* [Work to complete] Render every record below as a JSON list of strings, one string per line, omitting any blank lines.

* begin Dataset records *

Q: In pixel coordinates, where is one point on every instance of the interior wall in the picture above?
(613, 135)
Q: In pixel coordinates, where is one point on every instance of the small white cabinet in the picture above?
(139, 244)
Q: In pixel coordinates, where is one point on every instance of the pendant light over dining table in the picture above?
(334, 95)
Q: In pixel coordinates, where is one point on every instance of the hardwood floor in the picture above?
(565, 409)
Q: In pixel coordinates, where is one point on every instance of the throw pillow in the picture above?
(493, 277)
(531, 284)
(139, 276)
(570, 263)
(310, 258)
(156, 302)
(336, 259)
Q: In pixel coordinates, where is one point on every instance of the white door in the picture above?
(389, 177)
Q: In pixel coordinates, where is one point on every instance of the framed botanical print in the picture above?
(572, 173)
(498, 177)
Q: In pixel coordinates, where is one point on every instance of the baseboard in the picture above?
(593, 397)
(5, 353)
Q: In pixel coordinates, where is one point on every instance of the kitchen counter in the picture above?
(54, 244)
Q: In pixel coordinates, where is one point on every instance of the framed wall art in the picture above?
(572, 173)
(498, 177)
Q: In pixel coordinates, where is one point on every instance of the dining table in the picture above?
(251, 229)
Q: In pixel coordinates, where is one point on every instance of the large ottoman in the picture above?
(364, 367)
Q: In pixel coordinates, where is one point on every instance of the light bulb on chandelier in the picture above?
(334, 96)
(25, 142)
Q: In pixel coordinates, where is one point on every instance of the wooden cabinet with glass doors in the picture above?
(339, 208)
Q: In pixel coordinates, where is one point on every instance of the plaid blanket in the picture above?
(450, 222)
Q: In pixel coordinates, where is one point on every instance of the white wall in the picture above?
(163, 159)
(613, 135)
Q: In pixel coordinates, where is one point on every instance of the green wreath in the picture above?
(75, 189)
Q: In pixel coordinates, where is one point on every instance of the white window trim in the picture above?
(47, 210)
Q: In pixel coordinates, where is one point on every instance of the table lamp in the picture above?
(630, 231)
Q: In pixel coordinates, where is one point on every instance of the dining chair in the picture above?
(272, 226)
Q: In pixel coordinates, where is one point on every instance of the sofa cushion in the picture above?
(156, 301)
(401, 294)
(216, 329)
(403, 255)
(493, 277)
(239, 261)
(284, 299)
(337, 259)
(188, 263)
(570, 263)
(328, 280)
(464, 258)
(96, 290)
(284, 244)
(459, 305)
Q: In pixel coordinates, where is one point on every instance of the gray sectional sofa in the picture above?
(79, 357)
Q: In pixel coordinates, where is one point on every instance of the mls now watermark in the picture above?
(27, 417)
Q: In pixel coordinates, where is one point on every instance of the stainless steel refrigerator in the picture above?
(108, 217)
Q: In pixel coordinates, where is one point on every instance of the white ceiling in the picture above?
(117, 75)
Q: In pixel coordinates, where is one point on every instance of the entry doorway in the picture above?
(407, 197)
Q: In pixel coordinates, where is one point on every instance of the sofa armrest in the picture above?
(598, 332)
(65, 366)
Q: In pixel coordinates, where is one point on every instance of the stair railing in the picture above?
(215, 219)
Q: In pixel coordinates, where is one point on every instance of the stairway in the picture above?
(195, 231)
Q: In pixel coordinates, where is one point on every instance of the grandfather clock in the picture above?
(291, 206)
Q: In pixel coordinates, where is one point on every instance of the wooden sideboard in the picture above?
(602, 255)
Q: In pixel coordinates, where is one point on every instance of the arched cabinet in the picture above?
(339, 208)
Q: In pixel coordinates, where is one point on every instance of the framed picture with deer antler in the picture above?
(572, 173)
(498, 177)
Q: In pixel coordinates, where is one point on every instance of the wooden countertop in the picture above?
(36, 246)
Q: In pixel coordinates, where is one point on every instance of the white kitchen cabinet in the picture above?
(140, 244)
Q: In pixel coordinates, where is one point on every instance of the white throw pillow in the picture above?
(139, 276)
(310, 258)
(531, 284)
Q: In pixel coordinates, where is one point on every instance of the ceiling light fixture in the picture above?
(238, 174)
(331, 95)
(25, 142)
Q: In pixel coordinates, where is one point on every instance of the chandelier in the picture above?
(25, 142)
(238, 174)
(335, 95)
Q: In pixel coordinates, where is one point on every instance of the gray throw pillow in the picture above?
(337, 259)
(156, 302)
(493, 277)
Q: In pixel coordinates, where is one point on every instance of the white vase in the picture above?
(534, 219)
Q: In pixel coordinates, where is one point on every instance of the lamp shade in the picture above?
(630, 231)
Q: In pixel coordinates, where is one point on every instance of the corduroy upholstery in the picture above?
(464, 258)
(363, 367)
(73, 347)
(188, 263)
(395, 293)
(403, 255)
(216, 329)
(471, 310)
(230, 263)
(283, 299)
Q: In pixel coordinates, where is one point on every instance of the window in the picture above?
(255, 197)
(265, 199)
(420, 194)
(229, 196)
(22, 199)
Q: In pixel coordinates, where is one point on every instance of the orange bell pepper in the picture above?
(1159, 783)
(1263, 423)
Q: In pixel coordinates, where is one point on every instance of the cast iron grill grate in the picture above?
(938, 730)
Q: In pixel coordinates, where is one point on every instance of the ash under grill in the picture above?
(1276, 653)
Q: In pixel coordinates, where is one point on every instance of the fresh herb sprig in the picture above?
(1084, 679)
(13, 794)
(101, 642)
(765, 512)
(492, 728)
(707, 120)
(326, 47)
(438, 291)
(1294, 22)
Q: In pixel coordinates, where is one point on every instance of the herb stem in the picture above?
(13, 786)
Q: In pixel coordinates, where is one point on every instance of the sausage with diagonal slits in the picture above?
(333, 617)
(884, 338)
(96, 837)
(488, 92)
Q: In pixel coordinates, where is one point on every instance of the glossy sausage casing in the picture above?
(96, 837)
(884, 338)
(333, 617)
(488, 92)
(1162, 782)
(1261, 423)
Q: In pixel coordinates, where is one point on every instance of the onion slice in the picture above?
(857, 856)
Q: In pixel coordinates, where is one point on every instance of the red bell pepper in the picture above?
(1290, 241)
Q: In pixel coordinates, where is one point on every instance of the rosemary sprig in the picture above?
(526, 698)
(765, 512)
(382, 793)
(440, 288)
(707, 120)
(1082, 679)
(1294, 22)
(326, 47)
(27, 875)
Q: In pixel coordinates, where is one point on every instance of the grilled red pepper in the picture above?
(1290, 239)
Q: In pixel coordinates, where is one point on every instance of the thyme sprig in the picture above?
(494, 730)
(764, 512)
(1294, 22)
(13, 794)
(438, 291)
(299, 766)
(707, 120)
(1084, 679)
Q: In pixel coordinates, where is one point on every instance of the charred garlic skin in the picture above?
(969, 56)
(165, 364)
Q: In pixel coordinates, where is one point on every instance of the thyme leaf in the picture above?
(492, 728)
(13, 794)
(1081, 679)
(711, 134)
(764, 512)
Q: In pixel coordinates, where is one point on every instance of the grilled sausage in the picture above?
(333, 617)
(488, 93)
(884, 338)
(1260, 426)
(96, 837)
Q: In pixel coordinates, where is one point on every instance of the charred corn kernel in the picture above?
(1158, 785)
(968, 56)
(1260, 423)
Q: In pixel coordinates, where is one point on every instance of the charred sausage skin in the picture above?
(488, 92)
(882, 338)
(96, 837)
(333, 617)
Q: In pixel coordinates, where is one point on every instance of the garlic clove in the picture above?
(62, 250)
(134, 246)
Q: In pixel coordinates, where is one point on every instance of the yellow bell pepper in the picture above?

* end Dataset records *

* [Task result]
[
  "Q: In pixel coordinates, where is one point on every instance of the interior wall in the picture above?",
  "(613, 135)",
  "Q: In pixel coordinates, where is one point on every instance of the small white cabinet in the picture above?",
  "(139, 244)",
  "Q: In pixel coordinates, where is one point on every instance of the pendant light over dining table in the picture above?",
  "(334, 95)",
  "Q: In pixel coordinates, where is one point on every instance of the hardwood floor in the picture above?",
  "(565, 409)",
  "Q: In pixel coordinates, where is one point on every instance of the throw pillow in the picture above?",
  "(493, 277)",
  "(531, 284)",
  "(139, 276)",
  "(570, 263)",
  "(310, 258)",
  "(156, 302)",
  "(336, 259)",
  "Q: In pixel coordinates, where is one point on every instance of the white door in the picture above?",
  "(389, 177)",
  "Q: In pixel coordinates, where is one point on every instance of the framed botanical print in the picture above?",
  "(572, 173)",
  "(498, 177)",
  "Q: In pixel coordinates, where is one point on every instance of the baseboard in the picture above?",
  "(593, 397)",
  "(5, 353)",
  "Q: In pixel coordinates, where is one point on every instance of the kitchen counter in the picture above?",
  "(54, 244)",
  "Q: In pixel coordinates, where is one point on every instance of the framed wall art in the picture above?",
  "(572, 173)",
  "(498, 177)",
  "Q: In pixel coordinates, where is one point on every instance of the dining table in the picture above?",
  "(251, 229)",
  "Q: In pixel coordinates, where is one point on every instance of the large ottoman in the picture above?",
  "(364, 367)",
  "Q: In pixel coordinates, where is one point on every instance of the light bulb on chandelier in the picture above?",
  "(334, 96)",
  "(25, 142)",
  "Q: In pixel coordinates, where is one point on every instance of the wooden cabinet with glass doors in the picture above?",
  "(339, 208)",
  "Q: In pixel coordinates, where is one point on every instance of the plaid blanket in the picture above?",
  "(450, 222)",
  "Q: In pixel coordinates, where is one point on every instance of the white wall in the picture above?",
  "(163, 159)",
  "(613, 135)",
  "Q: In pixel coordinates, where is one point on every instance of the green wreath in the picture above?",
  "(75, 189)",
  "Q: In pixel coordinates, where is one point on every instance of the white window trim in the picture above?",
  "(47, 210)",
  "Q: In pixel coordinates, where is one point on every instance of the table lamp in the picture above?",
  "(630, 231)",
  "Q: In pixel coordinates, where is one point on every instance of the dining chair in the picture above?",
  "(272, 226)",
  "Q: In pixel coordinates, where is one point on every instance of the sofa cushion in the picture above?",
  "(156, 301)",
  "(401, 294)",
  "(216, 329)",
  "(403, 255)",
  "(493, 277)",
  "(239, 261)",
  "(284, 299)",
  "(337, 259)",
  "(188, 263)",
  "(570, 263)",
  "(328, 280)",
  "(464, 258)",
  "(96, 290)",
  "(284, 244)",
  "(459, 305)",
  "Q: In pixel coordinates, where is one point on every instance of the gray sectional sofa in the picture above?",
  "(79, 357)",
  "Q: In pixel coordinates, where is one point on every instance of the mls now watermark in the picture above?",
  "(27, 417)",
  "Q: In pixel coordinates, where is one point on every instance of the stainless steel refrigerator in the picture above?",
  "(108, 217)",
  "Q: In pixel coordinates, where is one point on every instance of the white ceiling in the picture above?",
  "(117, 75)",
  "Q: In pixel coordinates, where is one point on every instance of the entry doorway in the picture above?",
  "(407, 197)",
  "Q: In pixel coordinates, where is one point on every instance of the sofa armrest in the picture above?",
  "(598, 332)",
  "(65, 366)",
  "Q: In pixel coordinates, where is one point on every instance of the stair railing in the picture above?",
  "(215, 219)",
  "Q: In pixel coordinates, where is one point on every instance of the stairway in the picture above?",
  "(195, 231)",
  "Q: In pixel coordinates, where is one point on every instance of the grandfather clock in the picture above?",
  "(291, 206)",
  "Q: In pixel coordinates, where is one point on every instance of the wooden sideboard in the picture above?",
  "(602, 255)",
  "Q: In pixel coordinates, where is one point on every instance of the arched cabinet in the picture above?",
  "(339, 208)",
  "Q: In pixel coordinates, where is one point on every instance of the framed picture with deer antler in the picture above?",
  "(572, 173)",
  "(498, 177)",
  "Q: In pixel coordinates, where is one point on every instance of the wooden countertop in the picture above?",
  "(36, 246)",
  "Q: In pixel coordinates, where is one point on every instance of the white kitchen cabinet in the picture above?",
  "(140, 244)",
  "Q: In pixel coordinates, where is one point on every instance of the white throw pillow in the picture above?",
  "(139, 276)",
  "(310, 258)",
  "(531, 284)",
  "Q: In pixel coordinates, where is one point on every instance of the ceiling light fixture in the picture above?",
  "(238, 174)",
  "(331, 95)",
  "(25, 142)",
  "Q: In pixel coordinates, where is one point on every instance of the chandelier in the picture above?",
  "(25, 142)",
  "(238, 174)",
  "(335, 95)",
  "Q: In pixel coordinates, where is one point on every instance of the gray throw pillow in the picture above?",
  "(337, 259)",
  "(156, 302)",
  "(493, 277)",
  "Q: In pixel coordinates, where is one point on every instance of the white vase in the picture above?",
  "(534, 219)",
  "Q: In pixel coordinates, where is one point on every instance of the lamp shade in the picture above?",
  "(630, 231)",
  "Q: In pixel coordinates, where is one point on every instance of the corduroy upholstery in the picture above?",
  "(464, 258)",
  "(363, 367)",
  "(73, 347)",
  "(188, 263)",
  "(395, 293)",
  "(403, 255)",
  "(216, 329)",
  "(471, 310)",
  "(230, 263)",
  "(283, 299)",
  "Q: In pixel coordinates, where is one point on every instance of the window in the picture above?",
  "(255, 197)",
  "(265, 199)",
  "(420, 194)",
  "(229, 196)",
  "(22, 199)",
  "Q: In pixel coordinates, where is one point on every instance of the orange bell pepper in the picture above?",
  "(1159, 783)",
  "(1263, 423)",
  "Q: In pixel coordinates, where is one point on every instance of the cast iron grill grate in the picture above?",
  "(938, 730)",
  "Q: In pixel coordinates, where is one point on every instance of the ash under grill in the picture above?",
  "(1276, 653)",
  "Q: In pixel coordinates, where is one point on every instance of the fresh herb sprig in the picture above?",
  "(1084, 679)",
  "(13, 794)",
  "(101, 642)",
  "(765, 512)",
  "(492, 728)",
  "(707, 120)",
  "(326, 47)",
  "(438, 291)",
  "(1294, 22)",
  "Q: In pixel coordinates, where is one point on every instance of the herb stem in the picture above?",
  "(13, 786)",
  "Q: In pixel coordinates, where is one point on every instance of the sausage with diagonal slits in the picture above?",
  "(333, 617)",
  "(884, 338)",
  "(96, 837)",
  "(488, 92)",
  "Q: In pixel coordinates, where is one point on every instance of the glossy sausage casing in the picture above?",
  "(96, 837)",
  "(884, 338)",
  "(333, 617)",
  "(488, 92)",
  "(1162, 782)",
  "(1261, 423)",
  "Q: In pixel coordinates, where is one point on every instance of the onion slice in the picture above?",
  "(857, 856)",
  "Q: In pixel coordinates, where is one point on every instance of the red bell pepper in the picture above?",
  "(1290, 241)",
  "Q: In pixel coordinates, where is one point on every instance of the rosemary sprig in the picture above?",
  "(526, 698)",
  "(765, 512)",
  "(382, 793)",
  "(440, 288)",
  "(707, 120)",
  "(1082, 679)",
  "(1294, 22)",
  "(326, 47)",
  "(27, 875)",
  "Q: In pixel coordinates, where is one point on every instance of the grilled red pepper in the picture above?",
  "(1290, 239)",
  "Q: In pixel coordinates, where is one point on every instance of the thyme sprig in the picture above?",
  "(494, 730)",
  "(764, 512)",
  "(1294, 22)",
  "(13, 794)",
  "(438, 291)",
  "(299, 766)",
  "(707, 120)",
  "(1084, 679)",
  "Q: In pixel coordinates, where is one point on every instance of the charred garlic skin in the picture above?",
  "(969, 56)",
  "(165, 364)",
  "Q: In pixel coordinates, where is one point on every instance of the thyme leaf in the picture above?",
  "(492, 728)",
  "(13, 794)",
  "(1081, 679)",
  "(711, 134)",
  "(764, 512)",
  "Q: In pixel coordinates, where is one point on every instance of the grilled sausage in the picture above?",
  "(333, 617)",
  "(488, 93)",
  "(884, 338)",
  "(1260, 426)",
  "(96, 837)",
  "Q: In pixel coordinates, where is one point on every instance of the charred corn kernel in the picture above?",
  "(1158, 785)",
  "(968, 56)",
  "(1260, 423)",
  "Q: In pixel coordinates, where is one point on every instance of the charred sausage skin in the picture above?",
  "(488, 92)",
  "(882, 338)",
  "(96, 837)",
  "(333, 617)",
  "Q: In pixel coordinates, where is one point on every instance of the garlic clove in the picture above?",
  "(62, 250)",
  "(134, 246)",
  "Q: In pixel coordinates, where is one point on every instance of the yellow bell pepper in the picture above?"
]